-- WHAT THIS TASK INVOLVES --
Search the data for the word "below". Reproduce every line where it is found.

# # # #

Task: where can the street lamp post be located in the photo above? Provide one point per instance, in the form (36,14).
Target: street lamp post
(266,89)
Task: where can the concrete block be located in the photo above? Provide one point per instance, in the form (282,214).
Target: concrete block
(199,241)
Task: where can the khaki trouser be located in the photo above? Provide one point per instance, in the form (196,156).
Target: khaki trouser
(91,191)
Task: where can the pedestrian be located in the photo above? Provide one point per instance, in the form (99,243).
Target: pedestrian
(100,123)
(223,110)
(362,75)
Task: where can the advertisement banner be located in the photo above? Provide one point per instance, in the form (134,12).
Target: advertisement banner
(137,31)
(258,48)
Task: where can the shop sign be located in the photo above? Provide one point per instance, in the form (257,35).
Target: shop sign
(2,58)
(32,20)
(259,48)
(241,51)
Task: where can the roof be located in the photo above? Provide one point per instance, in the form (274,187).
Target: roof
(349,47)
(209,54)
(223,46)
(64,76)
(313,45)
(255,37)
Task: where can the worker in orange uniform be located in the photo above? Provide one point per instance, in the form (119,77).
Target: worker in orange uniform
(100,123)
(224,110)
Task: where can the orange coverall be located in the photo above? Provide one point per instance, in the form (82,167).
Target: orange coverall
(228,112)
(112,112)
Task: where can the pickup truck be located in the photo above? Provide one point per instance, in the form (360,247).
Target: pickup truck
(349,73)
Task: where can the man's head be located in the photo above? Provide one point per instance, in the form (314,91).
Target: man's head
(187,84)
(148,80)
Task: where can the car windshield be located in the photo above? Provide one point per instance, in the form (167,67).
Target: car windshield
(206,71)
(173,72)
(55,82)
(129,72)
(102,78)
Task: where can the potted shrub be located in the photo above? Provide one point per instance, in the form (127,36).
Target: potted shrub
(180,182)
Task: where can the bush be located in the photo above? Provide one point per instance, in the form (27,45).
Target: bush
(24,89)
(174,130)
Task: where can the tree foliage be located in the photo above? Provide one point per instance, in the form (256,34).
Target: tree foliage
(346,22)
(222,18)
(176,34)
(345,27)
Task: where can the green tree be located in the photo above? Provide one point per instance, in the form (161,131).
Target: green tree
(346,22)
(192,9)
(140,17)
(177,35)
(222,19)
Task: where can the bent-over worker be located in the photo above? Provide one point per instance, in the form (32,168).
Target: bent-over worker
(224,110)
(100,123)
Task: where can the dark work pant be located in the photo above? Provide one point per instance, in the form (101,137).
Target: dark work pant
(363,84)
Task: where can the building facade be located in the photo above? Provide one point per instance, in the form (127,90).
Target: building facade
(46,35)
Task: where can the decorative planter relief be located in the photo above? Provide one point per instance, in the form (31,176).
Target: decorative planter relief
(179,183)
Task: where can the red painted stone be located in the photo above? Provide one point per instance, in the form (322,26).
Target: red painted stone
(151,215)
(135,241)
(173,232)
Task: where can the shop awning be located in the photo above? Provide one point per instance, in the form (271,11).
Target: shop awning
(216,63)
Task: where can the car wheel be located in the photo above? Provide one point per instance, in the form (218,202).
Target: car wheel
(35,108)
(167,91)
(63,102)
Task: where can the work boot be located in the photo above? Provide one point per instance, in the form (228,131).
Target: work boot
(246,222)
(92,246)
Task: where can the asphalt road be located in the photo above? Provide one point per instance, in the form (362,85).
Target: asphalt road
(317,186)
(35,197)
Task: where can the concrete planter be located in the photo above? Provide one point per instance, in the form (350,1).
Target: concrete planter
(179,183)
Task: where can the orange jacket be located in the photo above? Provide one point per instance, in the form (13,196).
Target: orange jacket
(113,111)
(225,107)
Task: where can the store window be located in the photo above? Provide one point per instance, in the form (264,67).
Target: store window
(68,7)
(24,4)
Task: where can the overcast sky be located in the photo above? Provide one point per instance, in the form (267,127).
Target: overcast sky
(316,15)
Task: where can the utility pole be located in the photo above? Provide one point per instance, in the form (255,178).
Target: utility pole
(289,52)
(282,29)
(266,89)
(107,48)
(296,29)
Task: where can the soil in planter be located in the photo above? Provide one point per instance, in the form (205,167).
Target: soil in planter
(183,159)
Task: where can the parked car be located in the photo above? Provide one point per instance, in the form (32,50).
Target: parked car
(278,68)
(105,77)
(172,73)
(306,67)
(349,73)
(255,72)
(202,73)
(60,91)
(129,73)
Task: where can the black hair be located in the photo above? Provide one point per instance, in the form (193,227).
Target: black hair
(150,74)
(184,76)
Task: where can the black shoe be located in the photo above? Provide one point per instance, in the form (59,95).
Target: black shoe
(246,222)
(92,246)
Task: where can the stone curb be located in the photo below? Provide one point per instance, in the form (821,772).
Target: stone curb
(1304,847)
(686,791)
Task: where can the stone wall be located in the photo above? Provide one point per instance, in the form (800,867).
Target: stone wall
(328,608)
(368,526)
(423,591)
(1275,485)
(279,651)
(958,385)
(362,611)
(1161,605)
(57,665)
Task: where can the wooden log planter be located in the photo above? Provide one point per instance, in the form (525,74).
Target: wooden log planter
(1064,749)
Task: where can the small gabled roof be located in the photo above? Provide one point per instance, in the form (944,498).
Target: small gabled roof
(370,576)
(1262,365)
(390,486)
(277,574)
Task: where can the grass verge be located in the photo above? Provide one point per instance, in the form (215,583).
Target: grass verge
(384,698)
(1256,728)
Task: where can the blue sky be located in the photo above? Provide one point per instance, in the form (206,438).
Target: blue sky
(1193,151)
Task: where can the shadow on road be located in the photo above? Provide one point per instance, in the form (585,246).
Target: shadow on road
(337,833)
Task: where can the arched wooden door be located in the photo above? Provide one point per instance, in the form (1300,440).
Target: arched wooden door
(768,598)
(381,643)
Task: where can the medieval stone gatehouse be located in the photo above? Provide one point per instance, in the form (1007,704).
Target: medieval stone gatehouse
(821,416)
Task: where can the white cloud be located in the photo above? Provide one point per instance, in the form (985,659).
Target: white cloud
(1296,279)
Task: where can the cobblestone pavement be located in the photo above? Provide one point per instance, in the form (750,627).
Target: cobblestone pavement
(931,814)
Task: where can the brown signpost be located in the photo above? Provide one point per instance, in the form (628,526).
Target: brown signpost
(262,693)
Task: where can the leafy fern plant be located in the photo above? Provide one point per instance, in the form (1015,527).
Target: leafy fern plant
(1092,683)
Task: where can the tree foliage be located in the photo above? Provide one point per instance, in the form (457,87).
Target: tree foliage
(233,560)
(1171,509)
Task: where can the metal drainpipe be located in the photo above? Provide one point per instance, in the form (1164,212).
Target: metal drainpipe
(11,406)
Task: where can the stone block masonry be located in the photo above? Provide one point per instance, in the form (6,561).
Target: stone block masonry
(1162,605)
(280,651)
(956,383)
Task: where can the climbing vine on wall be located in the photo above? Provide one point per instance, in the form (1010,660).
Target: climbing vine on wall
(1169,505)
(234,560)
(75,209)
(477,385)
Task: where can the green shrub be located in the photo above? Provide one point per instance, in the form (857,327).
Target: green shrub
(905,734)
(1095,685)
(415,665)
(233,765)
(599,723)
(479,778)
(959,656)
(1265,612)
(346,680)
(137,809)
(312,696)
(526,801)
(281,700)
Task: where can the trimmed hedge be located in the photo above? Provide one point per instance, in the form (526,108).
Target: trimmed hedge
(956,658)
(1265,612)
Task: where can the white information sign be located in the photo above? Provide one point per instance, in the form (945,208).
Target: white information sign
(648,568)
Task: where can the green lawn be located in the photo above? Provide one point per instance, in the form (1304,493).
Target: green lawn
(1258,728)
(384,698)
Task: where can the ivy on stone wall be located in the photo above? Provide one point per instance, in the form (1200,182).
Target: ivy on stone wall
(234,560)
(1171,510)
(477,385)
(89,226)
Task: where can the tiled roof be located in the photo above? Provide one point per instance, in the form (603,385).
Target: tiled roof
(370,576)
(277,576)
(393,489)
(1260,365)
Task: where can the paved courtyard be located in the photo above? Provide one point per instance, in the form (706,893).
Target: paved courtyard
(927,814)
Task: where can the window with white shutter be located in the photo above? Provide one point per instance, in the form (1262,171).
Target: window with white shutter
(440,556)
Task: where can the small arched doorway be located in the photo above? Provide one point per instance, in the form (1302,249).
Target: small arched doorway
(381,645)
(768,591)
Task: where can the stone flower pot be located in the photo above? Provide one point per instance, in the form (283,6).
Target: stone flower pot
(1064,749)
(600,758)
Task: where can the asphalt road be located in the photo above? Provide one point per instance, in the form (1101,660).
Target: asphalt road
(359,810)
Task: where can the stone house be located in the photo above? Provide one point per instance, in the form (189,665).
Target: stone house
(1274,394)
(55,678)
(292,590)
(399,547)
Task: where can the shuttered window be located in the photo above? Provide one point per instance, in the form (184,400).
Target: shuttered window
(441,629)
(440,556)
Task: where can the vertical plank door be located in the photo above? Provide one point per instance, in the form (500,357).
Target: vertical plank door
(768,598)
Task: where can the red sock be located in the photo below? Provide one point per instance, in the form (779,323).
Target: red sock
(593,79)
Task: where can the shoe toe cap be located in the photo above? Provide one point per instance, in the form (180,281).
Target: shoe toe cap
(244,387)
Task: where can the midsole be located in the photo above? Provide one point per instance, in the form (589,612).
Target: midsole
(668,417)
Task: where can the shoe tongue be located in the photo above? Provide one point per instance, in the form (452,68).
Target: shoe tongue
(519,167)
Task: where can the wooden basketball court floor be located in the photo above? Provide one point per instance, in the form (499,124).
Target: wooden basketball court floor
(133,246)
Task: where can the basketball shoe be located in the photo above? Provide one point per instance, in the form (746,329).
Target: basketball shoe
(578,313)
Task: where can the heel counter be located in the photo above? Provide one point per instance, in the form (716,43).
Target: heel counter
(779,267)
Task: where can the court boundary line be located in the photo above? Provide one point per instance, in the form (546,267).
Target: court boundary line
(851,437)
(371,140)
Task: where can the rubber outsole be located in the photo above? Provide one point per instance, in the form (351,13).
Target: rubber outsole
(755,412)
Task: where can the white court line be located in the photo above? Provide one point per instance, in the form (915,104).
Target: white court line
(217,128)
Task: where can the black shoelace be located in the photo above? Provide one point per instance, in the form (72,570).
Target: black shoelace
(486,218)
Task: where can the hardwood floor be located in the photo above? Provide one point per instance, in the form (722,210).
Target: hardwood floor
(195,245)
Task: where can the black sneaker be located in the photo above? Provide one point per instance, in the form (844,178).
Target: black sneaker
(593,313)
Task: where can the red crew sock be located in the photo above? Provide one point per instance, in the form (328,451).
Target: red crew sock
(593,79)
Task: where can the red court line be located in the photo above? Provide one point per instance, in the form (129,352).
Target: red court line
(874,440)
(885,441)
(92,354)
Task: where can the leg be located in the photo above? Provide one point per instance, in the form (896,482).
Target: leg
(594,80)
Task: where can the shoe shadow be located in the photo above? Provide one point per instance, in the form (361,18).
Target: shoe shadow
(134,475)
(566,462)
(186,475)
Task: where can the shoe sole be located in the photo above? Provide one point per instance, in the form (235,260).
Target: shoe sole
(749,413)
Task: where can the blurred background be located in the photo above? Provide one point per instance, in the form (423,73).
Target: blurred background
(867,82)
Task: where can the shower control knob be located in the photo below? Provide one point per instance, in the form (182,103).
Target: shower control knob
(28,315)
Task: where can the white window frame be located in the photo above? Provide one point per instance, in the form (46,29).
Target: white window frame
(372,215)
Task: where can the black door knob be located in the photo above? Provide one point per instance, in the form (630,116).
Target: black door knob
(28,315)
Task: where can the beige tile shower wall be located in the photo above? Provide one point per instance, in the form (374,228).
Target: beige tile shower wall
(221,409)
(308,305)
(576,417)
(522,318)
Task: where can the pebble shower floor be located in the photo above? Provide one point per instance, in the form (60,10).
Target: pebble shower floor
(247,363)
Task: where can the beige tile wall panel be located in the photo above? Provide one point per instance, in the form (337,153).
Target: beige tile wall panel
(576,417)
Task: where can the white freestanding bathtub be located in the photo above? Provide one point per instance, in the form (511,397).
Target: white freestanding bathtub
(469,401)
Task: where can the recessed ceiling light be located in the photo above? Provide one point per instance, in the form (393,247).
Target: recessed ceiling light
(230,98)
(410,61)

# # # #

-- EXPECTED ANSWER --
Task: where can the stone curb be located in the photo below? Provide one point per instance, in the form (821,772).
Task: where can the red sock be located in the photo below? Provide one point per instance, in the form (779,323).
Task: where can the shower control knob be located in the photo below? Provide one point per instance, in the form (182,103).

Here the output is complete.